Given passage:
Billed as a sex comedy, it’s subtle, ambiguous and moving

Olivia Wilde, Seth Rogan, Edward Norton and Penélope Cruzin The Invite. Photo: Landmark Media/Alamy

PICK OF THE WEEK

The Invite (general release)

“One should always be in love. That is the reason one should never marry”: Olivia Wilde’s third feature, an adaptation of Spanish director Cesc Gay’s Sentimental (2020), opens with the famous epigram by her near-namesake, Oscar; a signpost to what lies ahead in this fantastic comic drama.

Joe (Seth Rogen) is a visibly crushed music teacher struggling with a collapsible bike on the train as he heads home from a liberal arts school in the Bay Area. Once in the hall, he lies on the floor as his wife Angela (Wilde) shouts “Shoes off, please!” – and tells him that their neighbours are coming round for cheese and wine. 

Cue the first of many rows. When she asks him to go out and come back in again – “do a reset” – he fires back: “Is this from a podcast?” (It is.)

Their guests are Pina (Penélope Cruz), a psychotherapist and sexologist, and Hawk (Edward Norton), a retired firefighter now mastering the art of “Rolfing” massage: as smooth and confidently bohemian as Joe and Angela are a hot mess of social anxiety, neurotic babble and mutual recrimination. 

Joe plans to complain about the noise that Pina and Hawk make when they are having sex. Angela, a former art student who has buried herself in home improvement (“renovation without change”), hopes only to impress the two sophisticates – and, having laid on a lavish spread, is dismayed when Pina announces immediately that she eats no meat, no cheese, no gluten and so on.

Hawk wants to hear the 2008 hit record that Joe made when he was briefly in a successful band, The Onslaught – which Joe physically tears from his guest’s hands. Angela is mortified. But nothing, it would seem, can faze Hawk: “We love a contentious environment!”

Soon, it becomes clear that this is by no means all that he and Pina love; that they are vigorous swingers (“no more than six”); and that they want Joe and Angela to join them in a foursome. This is quite the mic drop, and their hosts’ expressions as the invitation sinks in are priceless. 

Pina offers New Age slogans to frame the prospect: “Sex is not something you do. It’s a place you go.” Angela tries awkwardly to reply in kind: “Namaste.” As for the burly and bearded Joe, he simply cannot believe that he too is being ushered past the velvet rope of free love: “Including me?”

Data for this task:
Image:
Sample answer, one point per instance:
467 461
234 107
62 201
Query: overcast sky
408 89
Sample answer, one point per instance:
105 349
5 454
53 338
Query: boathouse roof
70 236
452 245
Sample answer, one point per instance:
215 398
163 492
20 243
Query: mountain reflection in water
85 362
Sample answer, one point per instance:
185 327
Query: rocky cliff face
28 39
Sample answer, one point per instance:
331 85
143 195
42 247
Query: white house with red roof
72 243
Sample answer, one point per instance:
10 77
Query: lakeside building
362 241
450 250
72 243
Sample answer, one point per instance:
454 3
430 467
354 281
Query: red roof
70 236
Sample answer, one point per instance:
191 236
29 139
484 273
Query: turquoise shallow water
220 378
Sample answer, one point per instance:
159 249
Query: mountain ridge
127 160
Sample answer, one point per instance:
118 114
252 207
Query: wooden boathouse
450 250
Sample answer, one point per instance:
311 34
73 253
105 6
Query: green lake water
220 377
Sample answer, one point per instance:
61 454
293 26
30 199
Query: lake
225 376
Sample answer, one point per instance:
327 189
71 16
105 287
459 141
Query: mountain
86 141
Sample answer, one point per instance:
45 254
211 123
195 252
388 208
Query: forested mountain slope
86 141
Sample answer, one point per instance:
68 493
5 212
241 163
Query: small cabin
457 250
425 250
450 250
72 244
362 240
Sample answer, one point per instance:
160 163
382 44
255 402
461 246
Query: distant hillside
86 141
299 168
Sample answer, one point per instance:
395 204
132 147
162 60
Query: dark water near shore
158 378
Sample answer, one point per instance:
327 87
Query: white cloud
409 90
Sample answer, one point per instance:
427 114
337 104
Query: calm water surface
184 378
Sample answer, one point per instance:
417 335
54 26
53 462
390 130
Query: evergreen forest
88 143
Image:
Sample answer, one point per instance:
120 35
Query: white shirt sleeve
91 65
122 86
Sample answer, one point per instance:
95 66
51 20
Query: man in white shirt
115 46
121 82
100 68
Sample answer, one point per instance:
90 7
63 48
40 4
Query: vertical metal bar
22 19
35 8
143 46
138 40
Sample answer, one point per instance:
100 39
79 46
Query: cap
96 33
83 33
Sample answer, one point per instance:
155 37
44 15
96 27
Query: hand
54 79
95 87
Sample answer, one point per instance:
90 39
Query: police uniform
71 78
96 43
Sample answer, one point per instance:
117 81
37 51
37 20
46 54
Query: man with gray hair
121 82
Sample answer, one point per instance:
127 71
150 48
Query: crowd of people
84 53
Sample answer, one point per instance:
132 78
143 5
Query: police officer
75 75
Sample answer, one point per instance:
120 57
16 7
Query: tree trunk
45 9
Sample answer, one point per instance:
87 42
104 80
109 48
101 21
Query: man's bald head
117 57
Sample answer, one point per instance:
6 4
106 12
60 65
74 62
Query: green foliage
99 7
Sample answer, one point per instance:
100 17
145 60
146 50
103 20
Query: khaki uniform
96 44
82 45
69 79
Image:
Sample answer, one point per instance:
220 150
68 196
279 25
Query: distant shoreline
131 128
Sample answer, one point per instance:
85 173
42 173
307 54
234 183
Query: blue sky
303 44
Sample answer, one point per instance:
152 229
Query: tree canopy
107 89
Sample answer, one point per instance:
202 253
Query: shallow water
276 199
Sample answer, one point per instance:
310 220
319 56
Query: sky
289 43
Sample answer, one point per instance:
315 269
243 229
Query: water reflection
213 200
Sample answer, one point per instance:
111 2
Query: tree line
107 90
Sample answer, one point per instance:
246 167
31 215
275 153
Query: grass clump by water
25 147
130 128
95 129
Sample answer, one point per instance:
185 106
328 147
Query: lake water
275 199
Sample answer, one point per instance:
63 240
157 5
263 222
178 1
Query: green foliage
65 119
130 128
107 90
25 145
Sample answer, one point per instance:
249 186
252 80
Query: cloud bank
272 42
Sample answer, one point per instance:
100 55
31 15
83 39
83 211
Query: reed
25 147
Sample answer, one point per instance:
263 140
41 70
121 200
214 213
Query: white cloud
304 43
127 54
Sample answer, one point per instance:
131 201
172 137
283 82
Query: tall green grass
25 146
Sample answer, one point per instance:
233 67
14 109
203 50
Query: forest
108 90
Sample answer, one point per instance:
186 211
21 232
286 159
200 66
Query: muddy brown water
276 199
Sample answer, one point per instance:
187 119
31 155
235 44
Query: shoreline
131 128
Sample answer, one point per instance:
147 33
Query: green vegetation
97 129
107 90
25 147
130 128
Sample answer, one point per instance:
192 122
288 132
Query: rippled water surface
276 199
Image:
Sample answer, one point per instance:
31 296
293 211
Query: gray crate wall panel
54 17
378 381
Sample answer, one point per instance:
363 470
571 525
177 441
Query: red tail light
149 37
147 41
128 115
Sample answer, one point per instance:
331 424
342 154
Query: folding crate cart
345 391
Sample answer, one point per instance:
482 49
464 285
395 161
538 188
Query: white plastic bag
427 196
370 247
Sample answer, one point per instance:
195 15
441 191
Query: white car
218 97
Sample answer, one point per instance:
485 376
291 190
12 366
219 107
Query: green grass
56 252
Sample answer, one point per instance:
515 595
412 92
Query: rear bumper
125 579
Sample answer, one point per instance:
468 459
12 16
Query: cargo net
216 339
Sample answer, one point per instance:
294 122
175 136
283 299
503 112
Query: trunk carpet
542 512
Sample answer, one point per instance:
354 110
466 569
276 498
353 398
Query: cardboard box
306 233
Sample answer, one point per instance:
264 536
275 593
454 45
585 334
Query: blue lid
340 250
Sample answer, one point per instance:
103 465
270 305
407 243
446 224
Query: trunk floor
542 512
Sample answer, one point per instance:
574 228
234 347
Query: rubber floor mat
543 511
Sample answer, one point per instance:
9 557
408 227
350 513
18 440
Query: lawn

Set task 1: Summarize the review of The Invite in two sentences.
Set task 2: Please find every line in the rows that contains the word "trunk", where case counts.

Complete output 1: Olivia Wilde's third feature, The Invite, adapts Cesc Gay's Sentimental and follows music teacher Joe and his wife Angela as they host their neighbors Pina, a psychotherapist and sexologist, and Hawk, a retired firefighter, for cheese and wine. After many arguments between the hosts, the guests reveal that they are swingers and invite Joe and Angela to join them in a foursome.

Complete output 2:
Query: tree trunk
Query: trunk carpet
Query: trunk floor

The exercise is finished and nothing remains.